**Aufgaben**:
A. Nenne alle Staats- und Regierungschefs, die laut dem Nachrichtentext an der Videoschalte teilnahmen, jeweils mit ihrem Amt.
B. Wer gab laut dem Nachrichtentext das Ergebnis der Videoschalte bekannt?

**Dokumenttext**:
============
Aktuell: Rückzug russischer Truppen gefordert

7. März 2022

Die USA, Deutschland, Frankreich und Großbritannien rufen Russland erneut auf, seine Soldaten abzuziehen. Vertreter der Konfliktparteien haben über Fluchtwege aus dem Kriegsgebiet gesprochen. Ein Überblick.

Krim Region | Russische Soldaten in  Armyansk
Russische Soldaten Ende Februar auf dem Gebiet der nördlichen Krim (Archivbild)Bild: Konstantin Mihalchevskiy/Sputnik/picture alliance/dpa

Die wichtigsten Informationen in Kürze:

  • Vierer-Gipfel mit Biden und Scholz fordert Rückzug russischer Truppen
  • Weitere Verhandlungsrunde in Belarus
  • Kiew: Humanitäre Lage in vielen Städten katastrophal 
  • Türkei kündigt russisch-ukrainische Gespräche auf Regierungsebene an
  • Russland bleibt IGH-Anhörung zu möglichen Verbrechen fern

 

Die USA, Deutschland, Frankreich und Großbritannien haben Russland erneut aufgefordert, seine Angriffe auf die Ukraine zu stoppen und "seine Truppen komplett zurückzuziehen". US-Präsident Joe Biden, Bundeskanzler Olaf Scholz, der französische Präsident Emmanuel Macron und der britische Premierminister Boris Johnson seien sich in einer Videoschalte einig gewesen, dass der Schutz der Zivilbevölkerung "höchste Priorität" haben müsse und Russland aufgefordert bleibe, "seinen völkerrechtswidrigen Angriff auf die Ukraine unmittelbar zu beenden und seine Truppen komplett zurückzuziehen", teilte der deutsche Regierungssprecher Steffen Hebestreit nach dem Gespräch mit.
============
**Material**:
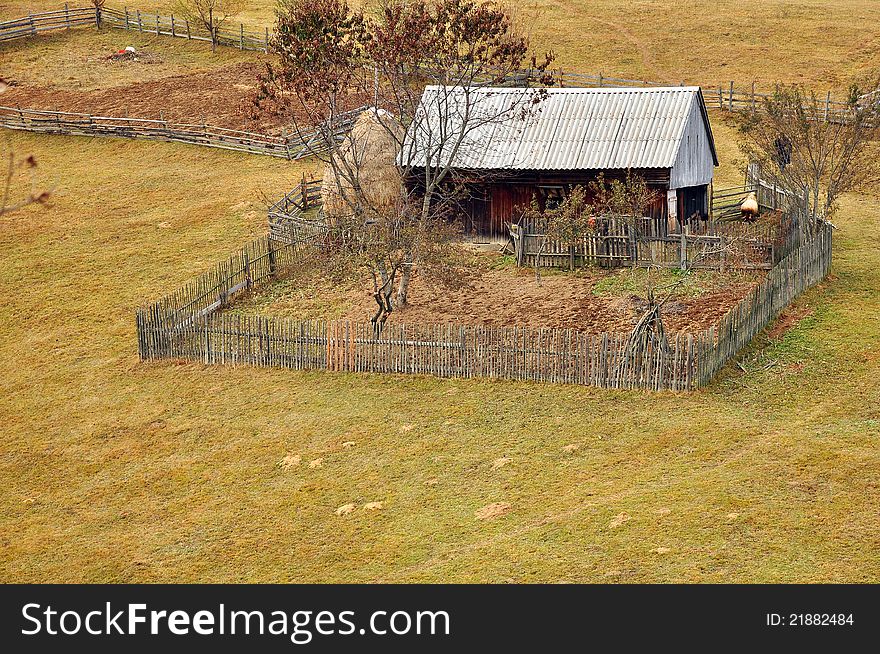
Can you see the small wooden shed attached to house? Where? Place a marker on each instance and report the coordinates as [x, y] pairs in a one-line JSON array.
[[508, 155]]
============
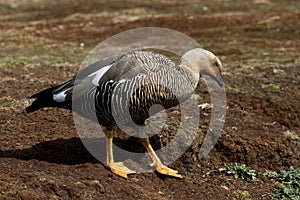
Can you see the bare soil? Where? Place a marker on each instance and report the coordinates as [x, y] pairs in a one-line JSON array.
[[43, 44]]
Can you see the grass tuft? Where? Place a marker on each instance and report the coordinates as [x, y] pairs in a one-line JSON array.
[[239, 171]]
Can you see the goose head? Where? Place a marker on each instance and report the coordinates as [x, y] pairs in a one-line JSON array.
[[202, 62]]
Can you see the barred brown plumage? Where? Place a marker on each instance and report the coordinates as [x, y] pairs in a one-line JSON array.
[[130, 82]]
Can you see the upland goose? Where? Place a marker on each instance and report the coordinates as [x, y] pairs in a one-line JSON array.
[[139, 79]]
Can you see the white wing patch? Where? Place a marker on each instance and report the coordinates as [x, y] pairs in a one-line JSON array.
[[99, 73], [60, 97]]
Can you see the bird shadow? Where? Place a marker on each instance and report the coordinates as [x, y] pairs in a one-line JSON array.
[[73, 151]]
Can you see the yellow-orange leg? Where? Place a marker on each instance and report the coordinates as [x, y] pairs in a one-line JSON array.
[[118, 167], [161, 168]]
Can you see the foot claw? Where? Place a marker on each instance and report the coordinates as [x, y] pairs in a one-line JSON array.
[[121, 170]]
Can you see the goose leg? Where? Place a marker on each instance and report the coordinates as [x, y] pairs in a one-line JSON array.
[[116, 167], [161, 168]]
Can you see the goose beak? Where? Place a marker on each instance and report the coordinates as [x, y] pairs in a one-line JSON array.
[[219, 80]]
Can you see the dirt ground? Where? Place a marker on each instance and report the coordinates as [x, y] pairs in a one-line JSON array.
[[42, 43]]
============
**Lösungen**:
A. US-Präsident Joe Biden, Bundeskanzler Olaf Scholz, der französische Präsident Emmanuel Macron und der britische Premierminister Boris Johnson

B. Der deutsche Regierungssprecher Steffen Hebestreit